WHAT THE TASK REQUIRES:
Format the lines in the entries below as a numbered list, from the line containing "the tree branch." through the line containing "column 378, row 157", both included, leaving out any blank lines.

MATERIAL PROVIDED:
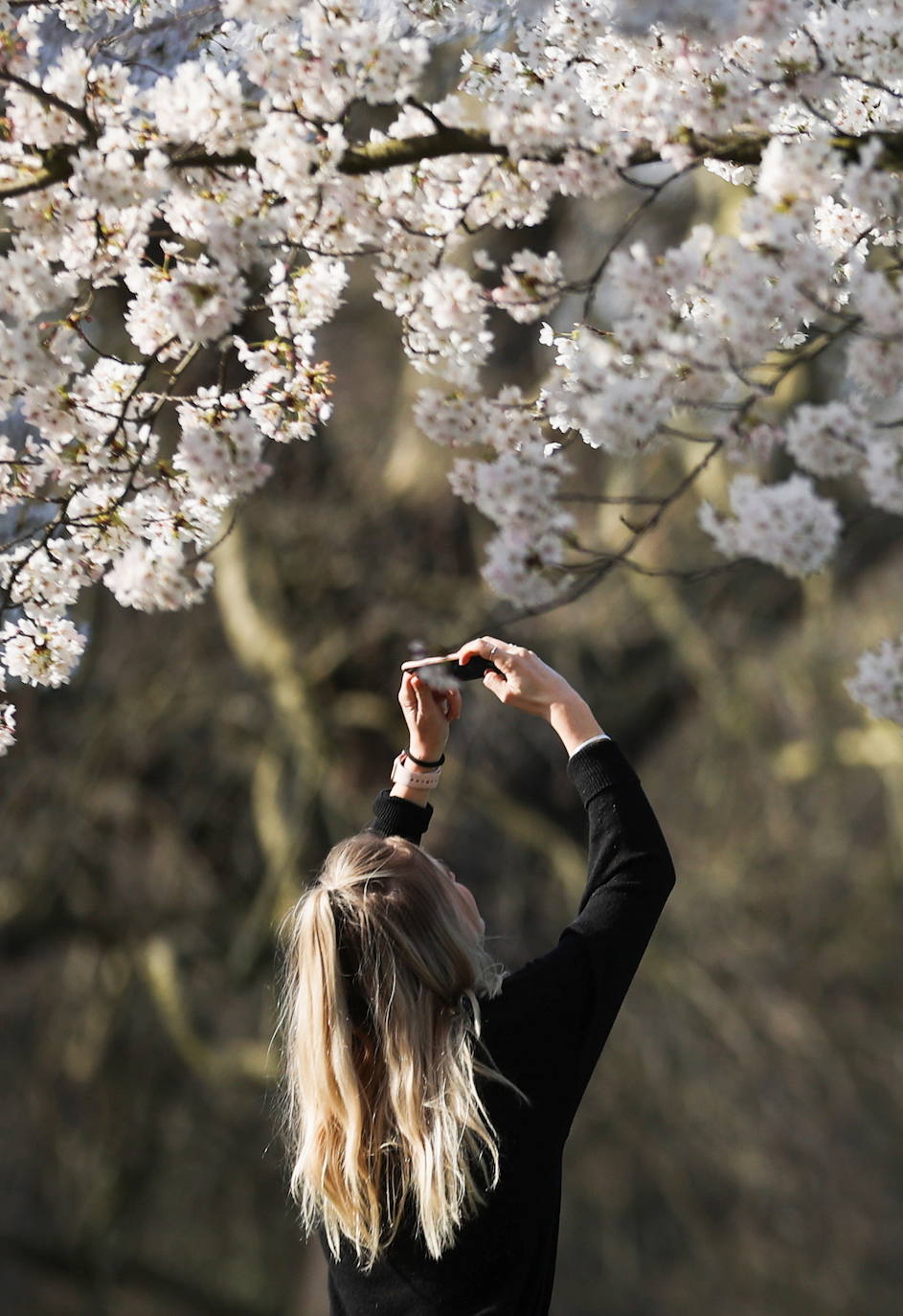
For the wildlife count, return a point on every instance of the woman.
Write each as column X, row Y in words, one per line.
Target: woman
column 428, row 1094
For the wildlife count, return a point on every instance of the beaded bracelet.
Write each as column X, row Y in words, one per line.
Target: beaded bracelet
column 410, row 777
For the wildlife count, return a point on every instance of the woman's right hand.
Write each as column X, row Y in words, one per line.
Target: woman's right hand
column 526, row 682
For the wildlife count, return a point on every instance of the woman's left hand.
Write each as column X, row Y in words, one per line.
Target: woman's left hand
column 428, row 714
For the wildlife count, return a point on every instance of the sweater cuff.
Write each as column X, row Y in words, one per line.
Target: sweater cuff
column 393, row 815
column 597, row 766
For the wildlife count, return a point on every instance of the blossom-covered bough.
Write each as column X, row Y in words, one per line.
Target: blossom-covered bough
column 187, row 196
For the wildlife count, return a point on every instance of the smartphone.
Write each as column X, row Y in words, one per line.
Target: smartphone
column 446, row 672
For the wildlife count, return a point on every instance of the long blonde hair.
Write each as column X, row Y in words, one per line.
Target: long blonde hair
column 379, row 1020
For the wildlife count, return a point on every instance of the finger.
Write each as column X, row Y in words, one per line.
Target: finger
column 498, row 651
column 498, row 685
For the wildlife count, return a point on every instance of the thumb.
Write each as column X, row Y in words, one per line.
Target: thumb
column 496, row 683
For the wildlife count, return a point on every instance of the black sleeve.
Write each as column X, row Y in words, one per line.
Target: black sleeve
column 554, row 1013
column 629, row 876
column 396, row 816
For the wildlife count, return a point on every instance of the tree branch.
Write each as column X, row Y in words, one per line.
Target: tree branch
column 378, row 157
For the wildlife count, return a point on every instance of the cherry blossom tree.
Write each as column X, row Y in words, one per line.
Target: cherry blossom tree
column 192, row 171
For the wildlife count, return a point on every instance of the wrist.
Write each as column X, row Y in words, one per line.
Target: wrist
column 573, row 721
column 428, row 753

RESULT:
1. For the wildlife count, return a point on every instance of the tree branch.
2. Write each as column X, row Y in words, one per line.
3. Target: tree branch
4. column 378, row 157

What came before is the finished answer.